What this task involves:
Please restate the listing that follows without changing anything.

Supplied data:
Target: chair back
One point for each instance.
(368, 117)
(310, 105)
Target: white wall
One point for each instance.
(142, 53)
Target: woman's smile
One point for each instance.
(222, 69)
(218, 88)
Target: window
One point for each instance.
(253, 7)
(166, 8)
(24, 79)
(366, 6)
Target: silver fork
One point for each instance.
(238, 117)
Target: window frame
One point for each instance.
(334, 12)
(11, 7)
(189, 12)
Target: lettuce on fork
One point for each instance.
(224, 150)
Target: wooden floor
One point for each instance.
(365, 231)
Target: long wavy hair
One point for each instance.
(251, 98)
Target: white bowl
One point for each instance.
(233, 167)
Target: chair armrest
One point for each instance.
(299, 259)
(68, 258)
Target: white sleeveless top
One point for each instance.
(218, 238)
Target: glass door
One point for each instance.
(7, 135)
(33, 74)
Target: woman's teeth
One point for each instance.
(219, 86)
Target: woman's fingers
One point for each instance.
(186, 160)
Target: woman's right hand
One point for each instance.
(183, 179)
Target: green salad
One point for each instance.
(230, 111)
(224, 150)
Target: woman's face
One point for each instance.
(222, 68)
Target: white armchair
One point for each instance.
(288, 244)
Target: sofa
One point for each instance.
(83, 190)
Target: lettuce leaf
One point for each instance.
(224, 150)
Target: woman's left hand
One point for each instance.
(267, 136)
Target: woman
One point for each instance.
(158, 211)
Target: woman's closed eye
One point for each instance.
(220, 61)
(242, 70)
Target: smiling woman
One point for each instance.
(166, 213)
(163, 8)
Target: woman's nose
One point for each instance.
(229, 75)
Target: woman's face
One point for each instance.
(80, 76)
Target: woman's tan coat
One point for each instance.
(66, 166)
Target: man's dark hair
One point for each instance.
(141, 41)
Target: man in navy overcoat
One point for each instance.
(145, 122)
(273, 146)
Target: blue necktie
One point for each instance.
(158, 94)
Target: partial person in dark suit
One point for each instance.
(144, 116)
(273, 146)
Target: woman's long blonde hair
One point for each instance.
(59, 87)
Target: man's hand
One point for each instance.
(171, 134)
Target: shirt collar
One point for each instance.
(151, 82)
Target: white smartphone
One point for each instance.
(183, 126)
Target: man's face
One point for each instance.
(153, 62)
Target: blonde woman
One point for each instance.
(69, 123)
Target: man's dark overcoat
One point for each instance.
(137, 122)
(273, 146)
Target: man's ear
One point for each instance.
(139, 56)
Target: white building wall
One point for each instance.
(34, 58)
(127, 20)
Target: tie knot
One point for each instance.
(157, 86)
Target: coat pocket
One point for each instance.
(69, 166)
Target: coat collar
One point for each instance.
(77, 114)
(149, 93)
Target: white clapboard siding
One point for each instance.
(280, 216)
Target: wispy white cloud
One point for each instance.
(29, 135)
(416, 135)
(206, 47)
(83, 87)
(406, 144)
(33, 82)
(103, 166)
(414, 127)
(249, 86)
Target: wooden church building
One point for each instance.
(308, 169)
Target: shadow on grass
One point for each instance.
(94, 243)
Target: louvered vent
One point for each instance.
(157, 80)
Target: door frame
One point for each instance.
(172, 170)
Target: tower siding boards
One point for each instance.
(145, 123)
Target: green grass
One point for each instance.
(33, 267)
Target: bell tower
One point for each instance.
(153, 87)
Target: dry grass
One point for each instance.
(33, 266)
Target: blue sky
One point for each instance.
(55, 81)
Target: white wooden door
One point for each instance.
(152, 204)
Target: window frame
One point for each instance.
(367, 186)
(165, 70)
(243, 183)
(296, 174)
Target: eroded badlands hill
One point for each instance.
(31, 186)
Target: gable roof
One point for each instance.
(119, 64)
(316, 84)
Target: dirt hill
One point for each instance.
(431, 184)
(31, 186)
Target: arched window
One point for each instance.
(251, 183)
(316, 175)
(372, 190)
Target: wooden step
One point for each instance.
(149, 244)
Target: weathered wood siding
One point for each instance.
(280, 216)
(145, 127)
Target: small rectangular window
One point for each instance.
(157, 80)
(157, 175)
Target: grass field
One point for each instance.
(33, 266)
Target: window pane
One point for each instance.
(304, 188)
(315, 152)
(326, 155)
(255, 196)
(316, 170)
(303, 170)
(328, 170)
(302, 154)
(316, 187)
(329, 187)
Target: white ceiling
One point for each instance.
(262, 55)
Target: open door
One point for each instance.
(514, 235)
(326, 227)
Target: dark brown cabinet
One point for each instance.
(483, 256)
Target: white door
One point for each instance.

Your response:
Target: chair back
One point for each instance.
(368, 117)
(310, 105)
Target: white wall
One point for each instance.
(142, 53)
Target: woman's smile
One point for each instance.
(222, 69)
(218, 88)
Target: window
One point for each instance.
(253, 7)
(166, 8)
(24, 79)
(366, 6)
Target: silver fork
One point for each instance.
(238, 117)
Target: window frame
One point for each instance.
(334, 12)
(11, 7)
(189, 12)
Target: lettuce on fork
One point for each instance.
(224, 150)
Target: wooden floor
One point for each instance.
(365, 231)
Target: long wavy hair
One point for each instance.
(251, 98)
Target: white bowl
One point for each instance.
(233, 167)
Target: chair armrest
One point for each instance.
(299, 259)
(68, 258)
Target: white sleeveless top
One point for each instance.
(218, 238)
Target: glass door
One point for each instance.
(7, 135)
(33, 74)
Target: woman's teeth
One point for each instance.
(219, 86)
Target: woman's fingers
One point for each instance.
(186, 160)
Target: woman's right hand
One point for each instance.
(183, 179)
Target: green salad
One point for each instance.
(230, 111)
(224, 150)
Target: woman's face
One point for each instance.
(222, 68)
Target: white armchair
One point for each instance.
(288, 244)
Target: sofa
One point for each instance.
(83, 190)
Target: lettuce leaf
One point for each instance.
(224, 150)
Target: woman's left hand
One point for each instance.
(267, 136)
Target: woman
One point for each instance.
(158, 211)
Target: woman's closed eye
One point for each instance.
(220, 61)
(242, 70)
Target: smiling woman
One point for each instance.
(166, 213)
(163, 8)
Target: woman's nose
One point for each instance.
(229, 75)
Target: woman's face
One point for each instance.
(80, 76)
Target: woman's tan coat
One point for each instance.
(66, 166)
Target: man's dark hair
One point for each instance.
(141, 41)
Target: man in navy overcoat
One point for each instance.
(145, 122)
(273, 146)
Target: blue necktie
One point for each instance.
(158, 94)
Target: partial person in dark suit
One point for each instance.
(144, 116)
(273, 146)
Target: woman's long blonde hair
One point for each instance.
(59, 87)
Target: man's hand
One point for each instance.
(171, 134)
Target: shirt collar
One point for each instance.
(151, 82)
Target: white smartphone
One point for each instance.
(183, 126)
Target: man's face
One point for each instance.
(153, 62)
Target: blonde woman
One point for each instance.
(69, 123)
Target: man's dark overcoat
One point for each instance.
(137, 122)
(273, 146)
Target: man's ear
One point for each instance.
(139, 56)
Target: white building wall
One point for each instance.
(34, 58)
(127, 20)
Target: tie knot
One point for each instance.
(157, 86)
Target: coat pocket
One point for each instance.
(69, 166)
Target: coat collar
One point for each instance.
(77, 114)
(149, 93)
Target: white clapboard siding
One point for each instance.
(280, 216)
Target: wispy white cloud
One point for each instance.
(29, 135)
(416, 135)
(206, 47)
(83, 87)
(406, 144)
(33, 82)
(103, 166)
(414, 127)
(249, 86)
Target: wooden church building
One point for each instance.
(308, 169)
Target: shadow on grass
One point for each instance.
(94, 243)
Target: louvered vent
One point for each instance.
(157, 80)
Target: door frame
One point for each instance.
(172, 170)
Target: tower siding boards
One point for each instance.
(145, 123)
Target: green grass
One point for each instance.
(33, 267)
Target: bell tower
One point for each instance.
(153, 87)
Target: dry grass
One point for each instance.
(33, 266)
Target: blue sky
One point for each instance.
(55, 81)
Target: white wooden door
One point for each instance.
(152, 204)
Target: window frame
One point for each instance.
(367, 186)
(165, 70)
(243, 183)
(296, 174)
Target: eroded badlands hill
One point for each instance.
(31, 186)
Target: gable roof
One point for each instance.
(119, 64)
(316, 84)
Target: dirt hill
One point for each instance.
(431, 184)
(31, 186)
Target: arched window
One point for each instance.
(251, 183)
(316, 175)
(372, 190)
Target: wooden step
One point for each instance.
(149, 244)
Target: weathered wood siding
One point for each instance.
(280, 216)
(145, 127)
Target: small rectangular window
One point for each instance.
(157, 80)
(157, 175)
Target: grass field
One point for each instance.
(33, 266)
Target: window pane
One point for each instance.
(304, 188)
(315, 152)
(326, 155)
(255, 196)
(316, 170)
(303, 170)
(328, 170)
(302, 154)
(316, 187)
(329, 187)
Target: white ceiling
One point for each instance.
(262, 55)
Target: open door
One point for each instance.
(514, 235)
(326, 227)
Target: dark brown cabinet
One point for each instance.
(483, 256)
Target: white door
One point for each instance.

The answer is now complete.